» Given task a:
According to the podcast notes, what stage has Stack Exchange officially reached?

************

10-14-09 by . 29 comments

In this episode of the podcast, Joel and Jeff discuss DevDays, the diversity of Stack Exchange sites, the debut of CVs and careers on Stack Overflow, and the viability of WiFi at tech conferences.

  • Stack Exchange is now officially in public beta! There are a huge number of sites running on the Stack Overflow engine. Far more than I expected at this early stage, anyway.
  • The Stack Exchange sites are pushing the boundaries of the specific audience (that is, programmers) we designed it for. Consider the audience overlap between answers.onstartups.com, epicadvice.com, and moms4mom.com. I was getting usability reports from my wife on that last one, which was quite surreal. Also surreal: that Jon Skeet is a top user on one of the above. You’ll never guess which one!
  • Do some of the Stack Exchange sites compete with Stack Overflow? Such as ask.sqlteam.com and snippetgood.com? Not necessarily; if you’re particularly enthusiastic about some niche, you’ll get more questions and tighter focus of community by going to site dedicated to that topic.

************

» Given task b:
Reproduce all four of the records below exactly as they appear, line for line.

************

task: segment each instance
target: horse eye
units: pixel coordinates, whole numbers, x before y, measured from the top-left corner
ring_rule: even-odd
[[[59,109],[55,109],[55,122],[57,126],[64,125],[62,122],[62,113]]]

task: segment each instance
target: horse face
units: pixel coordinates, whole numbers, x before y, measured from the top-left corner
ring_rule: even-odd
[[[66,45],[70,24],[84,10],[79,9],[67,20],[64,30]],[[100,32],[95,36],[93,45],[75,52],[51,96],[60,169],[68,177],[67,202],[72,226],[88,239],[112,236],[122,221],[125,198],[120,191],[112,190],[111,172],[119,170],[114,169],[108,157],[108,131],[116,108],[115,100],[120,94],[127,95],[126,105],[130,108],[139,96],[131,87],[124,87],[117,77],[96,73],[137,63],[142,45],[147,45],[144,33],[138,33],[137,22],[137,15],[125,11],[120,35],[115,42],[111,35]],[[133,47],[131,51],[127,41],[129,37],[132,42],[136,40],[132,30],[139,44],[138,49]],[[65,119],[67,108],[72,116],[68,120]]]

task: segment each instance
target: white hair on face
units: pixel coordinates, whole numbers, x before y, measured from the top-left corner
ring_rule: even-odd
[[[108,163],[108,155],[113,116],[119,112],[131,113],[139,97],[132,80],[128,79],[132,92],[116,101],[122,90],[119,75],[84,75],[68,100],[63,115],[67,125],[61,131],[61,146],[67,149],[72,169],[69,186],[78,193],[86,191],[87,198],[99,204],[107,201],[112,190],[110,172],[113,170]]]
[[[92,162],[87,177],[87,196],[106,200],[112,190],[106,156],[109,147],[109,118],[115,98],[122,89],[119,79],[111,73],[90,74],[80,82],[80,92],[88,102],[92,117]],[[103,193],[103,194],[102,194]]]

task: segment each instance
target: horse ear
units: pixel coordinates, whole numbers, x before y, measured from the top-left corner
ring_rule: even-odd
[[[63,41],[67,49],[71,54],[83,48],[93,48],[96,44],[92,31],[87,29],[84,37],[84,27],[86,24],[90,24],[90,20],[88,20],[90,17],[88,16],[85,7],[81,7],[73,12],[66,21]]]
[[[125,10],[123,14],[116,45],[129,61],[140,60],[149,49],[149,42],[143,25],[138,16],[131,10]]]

************

» Complete response a:
Public beta.

» Complete response b:
task: segment each instance
target: horse eye
units: pixel coordinates, whole numbers, x before y, measured from the top-left corner
ring_rule: even-odd
[[[59,109],[55,109],[55,122],[57,126],[64,125],[62,122],[62,113]]]

task: segment each instance
target: horse face
units: pixel coordinates, whole numbers, x before y, measured from the top-left corner
ring_rule: even-odd
[[[66,45],[70,24],[84,10],[79,9],[67,20],[64,30]],[[100,32],[95,36],[93,45],[75,52],[51,96],[60,169],[68,177],[67,202],[72,226],[88,239],[112,236],[122,221],[125,198],[120,191],[112,190],[111,172],[119,170],[114,169],[108,157],[108,131],[116,108],[115,100],[120,94],[127,95],[126,105],[130,108],[139,96],[131,87],[124,87],[117,77],[96,73],[137,63],[142,45],[147,45],[144,33],[138,33],[137,22],[137,15],[125,11],[120,35],[115,42],[111,35]],[[133,47],[131,51],[127,41],[129,37],[132,42],[136,40],[132,30],[139,44],[138,49]],[[65,119],[67,108],[72,116],[68,120]]]

task: segment each instance
target: white hair on face
units: pixel coordinates, whole numbers, x before y, measured from the top-left corner
ring_rule: even-odd
[[[108,163],[108,155],[113,116],[119,112],[131,113],[139,97],[132,80],[128,79],[132,92],[116,101],[122,90],[119,75],[84,75],[68,100],[63,115],[67,125],[61,131],[61,146],[67,149],[72,169],[69,186],[78,193],[86,191],[87,198],[99,204],[107,201],[112,190],[110,172],[113,170]]]
[[[92,162],[87,177],[87,196],[106,200],[112,190],[106,156],[109,147],[109,118],[115,98],[122,89],[119,79],[111,73],[90,74],[80,82],[80,92],[88,102],[92,117]],[[103,193],[103,194],[102,194]]]

task: segment each instance
target: horse ear
units: pixel coordinates, whole numbers, x before y, measured from the top-left corner
ring_rule: even-odd
[[[63,41],[67,49],[71,54],[83,48],[93,48],[96,44],[92,31],[87,29],[84,37],[84,27],[86,24],[90,24],[90,20],[88,20],[90,17],[88,16],[85,7],[81,7],[73,12],[66,21]]]
[[[125,10],[123,14],[116,45],[129,61],[140,60],[149,49],[149,42],[143,25],[138,16],[131,10]]]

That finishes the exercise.